→ **Objective**
Decide whether each statement below agrees with the passage on communication skills for sysadmins, answering yes or no and quoting the passage's deciding words. 1. The writer has used a ServerFault profile and some published articles to address this interview question. 2. The writer says most everyday communication nowadays goes unrecorded. 3. One skill the writer looks for is explaining highly technical concepts to less technical people.

But your question was how to address this item in an interview. Personally, I've used my ServerFault profile and a few articles I've managed to get published to help address this very question. If you have anything like that out there on the Internet, even if it was just a casual forum somewhere where you went deeply technical and it helped, that kind of thing is valuable: it allows the Interviewer to see a sample of your work.

If you don't have enough of an online presence to field this question completely, keep in mind that we all do communication every day. And these days, most of it is recorded. If you've ever had to shepherd a very expensive project-proposal through a budget process, you've effectively communicated and can put that on a resume. If you've received praise on the quality of the documentation you produced, that's resume fodder as well.

When I'm looking for a sysadmin, the communication-skills I'm looking for are:

  • Not likely to turn into the snarly kind of sysadmin people don't like to talk to (an unapproachable sysadmin is foregoing the human layer of the monitoring framework).
  • Shows some proficiency with writing down technical concepts for later re-use (also known as "documentation").
  • Ability to explain highly technical concepts to less highly technical people.

→ **Dataset excerpt**
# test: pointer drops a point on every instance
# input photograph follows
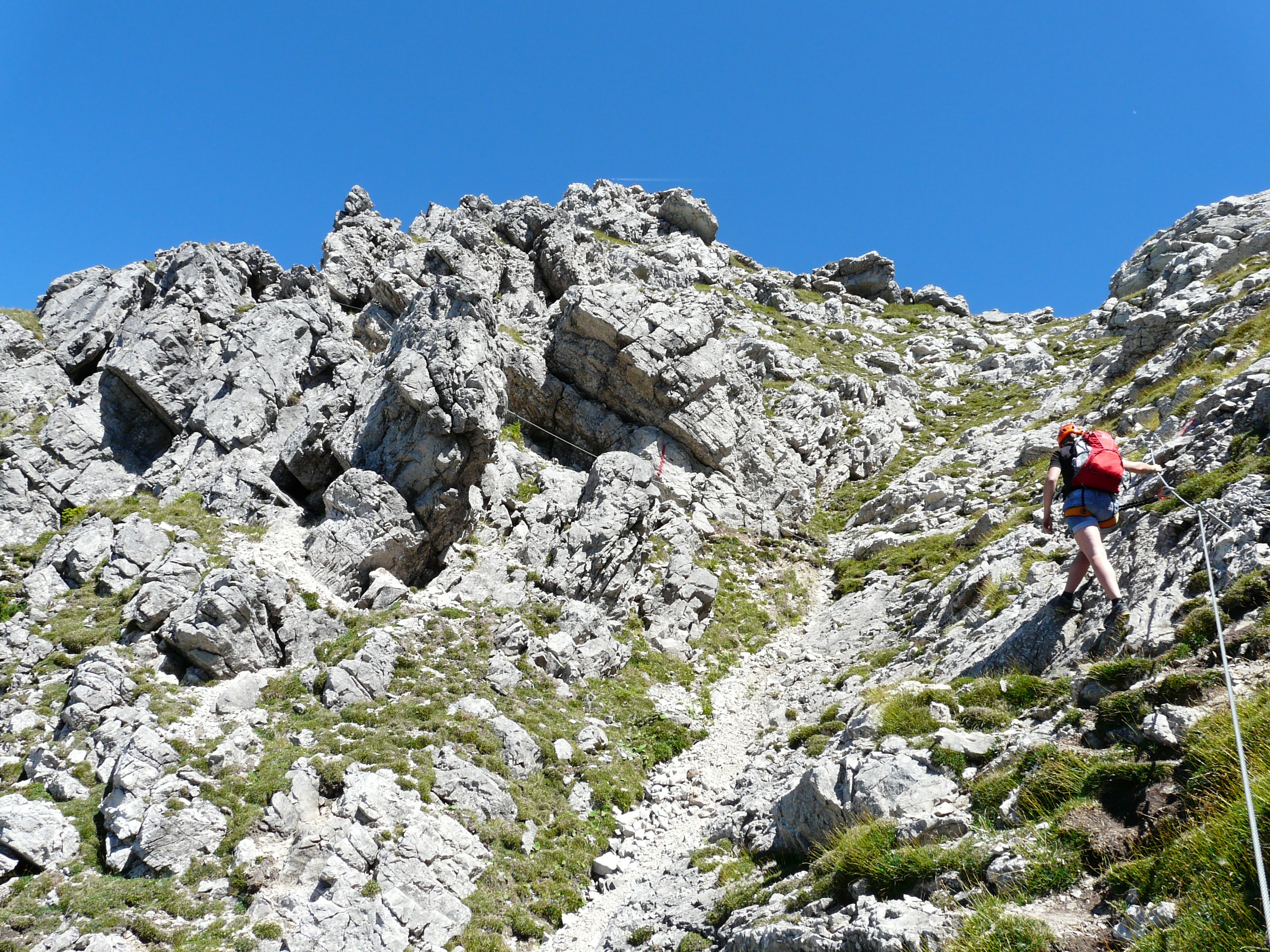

→ **Written answer**
1. Yes: "I've used my ServerFault profile and a few articles I've managed to get published to help address this very question."
2. No: "And these days, most of it is recorded."
3. Yes: "Ability to explain highly technical concepts to less highly technical people."